(Photo labels with bounding boxes)
- - - - -

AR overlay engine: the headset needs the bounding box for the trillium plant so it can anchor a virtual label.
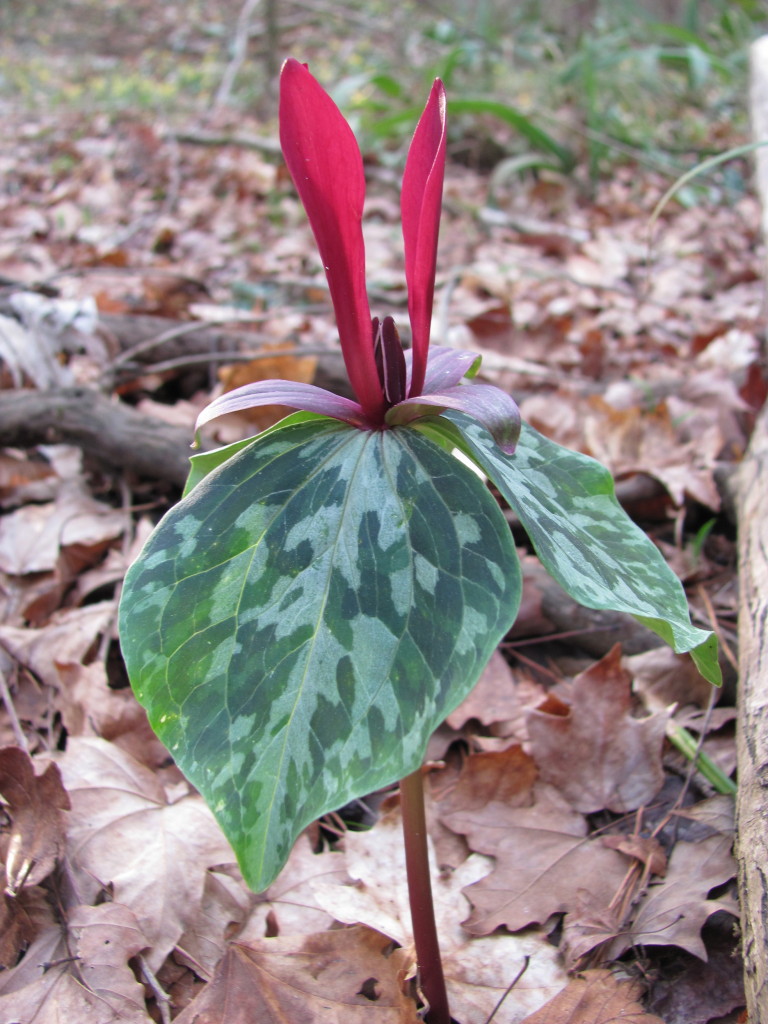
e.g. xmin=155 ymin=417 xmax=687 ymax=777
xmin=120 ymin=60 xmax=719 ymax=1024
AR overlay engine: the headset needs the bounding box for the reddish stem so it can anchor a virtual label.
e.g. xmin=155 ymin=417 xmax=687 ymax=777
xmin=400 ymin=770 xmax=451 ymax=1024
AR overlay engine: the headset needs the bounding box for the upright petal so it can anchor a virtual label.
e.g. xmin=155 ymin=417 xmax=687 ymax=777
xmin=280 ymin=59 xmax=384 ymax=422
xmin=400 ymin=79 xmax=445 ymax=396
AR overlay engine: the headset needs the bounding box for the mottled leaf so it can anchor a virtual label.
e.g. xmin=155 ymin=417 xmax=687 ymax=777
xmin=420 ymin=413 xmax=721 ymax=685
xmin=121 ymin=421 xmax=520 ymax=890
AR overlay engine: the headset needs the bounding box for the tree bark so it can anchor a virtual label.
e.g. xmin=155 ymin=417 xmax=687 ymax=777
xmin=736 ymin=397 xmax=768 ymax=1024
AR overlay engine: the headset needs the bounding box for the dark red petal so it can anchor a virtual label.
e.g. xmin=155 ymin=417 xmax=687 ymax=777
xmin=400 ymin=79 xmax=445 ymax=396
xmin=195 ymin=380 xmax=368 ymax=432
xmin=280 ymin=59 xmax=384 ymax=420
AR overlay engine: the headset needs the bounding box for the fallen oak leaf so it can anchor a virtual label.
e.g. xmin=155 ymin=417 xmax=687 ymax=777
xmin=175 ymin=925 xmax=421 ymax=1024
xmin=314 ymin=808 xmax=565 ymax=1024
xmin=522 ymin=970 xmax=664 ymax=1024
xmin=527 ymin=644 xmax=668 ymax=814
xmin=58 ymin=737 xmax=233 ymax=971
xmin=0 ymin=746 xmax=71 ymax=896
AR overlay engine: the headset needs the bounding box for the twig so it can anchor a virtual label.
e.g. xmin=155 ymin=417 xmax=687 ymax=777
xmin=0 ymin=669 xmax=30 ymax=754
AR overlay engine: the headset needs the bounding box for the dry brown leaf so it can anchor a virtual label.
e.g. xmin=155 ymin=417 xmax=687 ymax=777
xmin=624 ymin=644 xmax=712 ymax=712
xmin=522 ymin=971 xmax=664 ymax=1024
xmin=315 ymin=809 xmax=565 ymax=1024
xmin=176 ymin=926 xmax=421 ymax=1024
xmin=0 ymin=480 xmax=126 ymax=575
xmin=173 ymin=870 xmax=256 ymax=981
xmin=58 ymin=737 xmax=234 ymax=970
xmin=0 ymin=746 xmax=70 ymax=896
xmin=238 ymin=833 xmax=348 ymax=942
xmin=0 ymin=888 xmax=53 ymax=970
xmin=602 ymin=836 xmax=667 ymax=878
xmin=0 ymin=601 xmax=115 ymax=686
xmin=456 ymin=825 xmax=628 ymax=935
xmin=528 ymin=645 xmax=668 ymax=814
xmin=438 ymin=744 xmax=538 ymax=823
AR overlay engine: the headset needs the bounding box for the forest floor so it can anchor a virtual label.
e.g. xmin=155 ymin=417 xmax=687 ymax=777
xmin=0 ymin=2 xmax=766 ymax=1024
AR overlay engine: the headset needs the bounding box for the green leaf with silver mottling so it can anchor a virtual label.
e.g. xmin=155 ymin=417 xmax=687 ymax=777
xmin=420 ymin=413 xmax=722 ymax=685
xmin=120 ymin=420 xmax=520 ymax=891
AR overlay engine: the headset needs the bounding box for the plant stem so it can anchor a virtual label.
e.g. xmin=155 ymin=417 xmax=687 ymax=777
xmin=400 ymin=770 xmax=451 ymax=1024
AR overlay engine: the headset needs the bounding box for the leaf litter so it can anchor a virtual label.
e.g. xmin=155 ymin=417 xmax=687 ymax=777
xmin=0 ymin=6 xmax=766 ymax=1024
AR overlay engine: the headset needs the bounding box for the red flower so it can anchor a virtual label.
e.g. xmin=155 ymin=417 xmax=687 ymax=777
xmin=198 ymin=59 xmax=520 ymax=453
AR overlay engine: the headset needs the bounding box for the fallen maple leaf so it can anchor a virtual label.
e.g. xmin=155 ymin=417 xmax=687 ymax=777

- - - - -

Put the lines, beginning at the line that has "for the plant" and stopping after the line that has "xmin=198 ymin=59 xmax=520 ymax=453", into a two-column CSV with the headers text and box. Give each row one line's text and its answer, each in quotes with line breaks turned into spaces.

## [THE OUTPUT]
text,box
"AR overlay engine: the headset needs the bounding box for the plant stem so it can anchor a virtual label. e.g. xmin=155 ymin=417 xmax=687 ymax=777","xmin=400 ymin=770 xmax=451 ymax=1024"
"AR overlay engine: the headset needs the bounding box for the leaf litter so it can anchor a virtual label. e.g. xmin=155 ymin=417 xmax=687 ymax=777","xmin=0 ymin=6 xmax=766 ymax=1024"
"AR overlay engine: the headset needs the bounding box for the red flower so it can anchor a virtual label. e.g. xmin=155 ymin=417 xmax=687 ymax=777","xmin=198 ymin=59 xmax=520 ymax=453"